Go through the material below and report each line that includes the word "distant", copying every such line in full.
───
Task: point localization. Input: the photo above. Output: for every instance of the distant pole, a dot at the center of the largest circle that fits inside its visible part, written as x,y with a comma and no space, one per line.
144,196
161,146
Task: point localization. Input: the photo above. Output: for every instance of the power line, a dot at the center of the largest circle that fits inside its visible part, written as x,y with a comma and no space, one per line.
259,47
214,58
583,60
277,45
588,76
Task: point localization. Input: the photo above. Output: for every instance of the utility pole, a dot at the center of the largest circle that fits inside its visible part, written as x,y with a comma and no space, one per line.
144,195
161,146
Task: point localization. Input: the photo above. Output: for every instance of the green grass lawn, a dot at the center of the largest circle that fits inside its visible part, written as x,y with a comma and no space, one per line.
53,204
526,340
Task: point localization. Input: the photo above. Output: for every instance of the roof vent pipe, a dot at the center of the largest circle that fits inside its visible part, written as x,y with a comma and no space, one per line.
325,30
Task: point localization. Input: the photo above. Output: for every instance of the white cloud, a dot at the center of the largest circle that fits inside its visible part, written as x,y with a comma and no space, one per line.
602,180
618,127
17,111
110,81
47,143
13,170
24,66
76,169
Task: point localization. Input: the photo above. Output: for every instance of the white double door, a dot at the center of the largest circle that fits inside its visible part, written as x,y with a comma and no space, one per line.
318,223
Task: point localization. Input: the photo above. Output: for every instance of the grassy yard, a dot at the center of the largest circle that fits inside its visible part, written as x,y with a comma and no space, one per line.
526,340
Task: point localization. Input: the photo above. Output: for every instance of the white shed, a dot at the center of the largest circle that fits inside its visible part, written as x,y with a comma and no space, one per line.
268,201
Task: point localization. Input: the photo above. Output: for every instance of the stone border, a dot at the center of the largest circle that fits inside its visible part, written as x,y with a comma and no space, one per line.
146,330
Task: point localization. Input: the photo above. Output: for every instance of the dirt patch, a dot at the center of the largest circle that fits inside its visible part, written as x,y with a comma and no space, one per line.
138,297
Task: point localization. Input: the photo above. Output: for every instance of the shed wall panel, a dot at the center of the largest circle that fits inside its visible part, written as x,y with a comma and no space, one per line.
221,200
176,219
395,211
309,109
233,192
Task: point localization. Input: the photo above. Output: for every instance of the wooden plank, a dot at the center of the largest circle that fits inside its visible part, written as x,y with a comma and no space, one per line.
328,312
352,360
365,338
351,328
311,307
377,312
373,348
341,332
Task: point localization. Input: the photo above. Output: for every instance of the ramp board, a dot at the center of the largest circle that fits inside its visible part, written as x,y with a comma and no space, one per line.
───
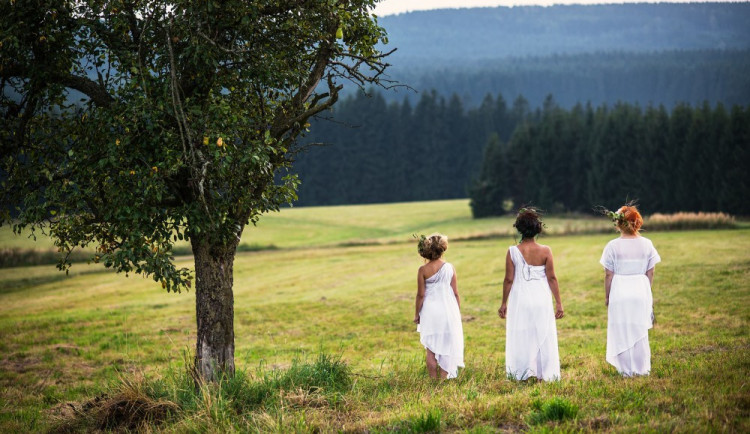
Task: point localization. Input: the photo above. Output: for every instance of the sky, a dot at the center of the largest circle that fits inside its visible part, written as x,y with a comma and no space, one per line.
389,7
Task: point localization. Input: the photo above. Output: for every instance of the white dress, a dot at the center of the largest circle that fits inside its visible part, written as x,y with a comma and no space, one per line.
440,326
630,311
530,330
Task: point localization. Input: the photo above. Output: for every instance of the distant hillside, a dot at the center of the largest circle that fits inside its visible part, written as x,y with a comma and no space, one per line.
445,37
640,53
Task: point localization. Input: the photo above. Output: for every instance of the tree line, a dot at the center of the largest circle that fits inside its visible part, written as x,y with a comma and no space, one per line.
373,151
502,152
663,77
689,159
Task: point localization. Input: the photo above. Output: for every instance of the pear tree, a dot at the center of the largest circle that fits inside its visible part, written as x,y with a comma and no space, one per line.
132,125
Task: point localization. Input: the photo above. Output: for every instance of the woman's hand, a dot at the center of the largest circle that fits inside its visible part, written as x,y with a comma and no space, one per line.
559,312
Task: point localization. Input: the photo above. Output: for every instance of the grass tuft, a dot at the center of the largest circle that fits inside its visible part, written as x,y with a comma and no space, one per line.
───
▸ Reply:
Task: point localization. Input: the photo above. Output: for every instance of the distant pole, a dot at the center of the largest circle that fits inside its visible part, written as x,y with a comma and no space, one per line.
Task: point localization. Input: the photo above. Output: for every instance of the distant hillside, a dot at the center of the largest circle that fits inside its visible part, written as x,y with a comma and no space, one per line.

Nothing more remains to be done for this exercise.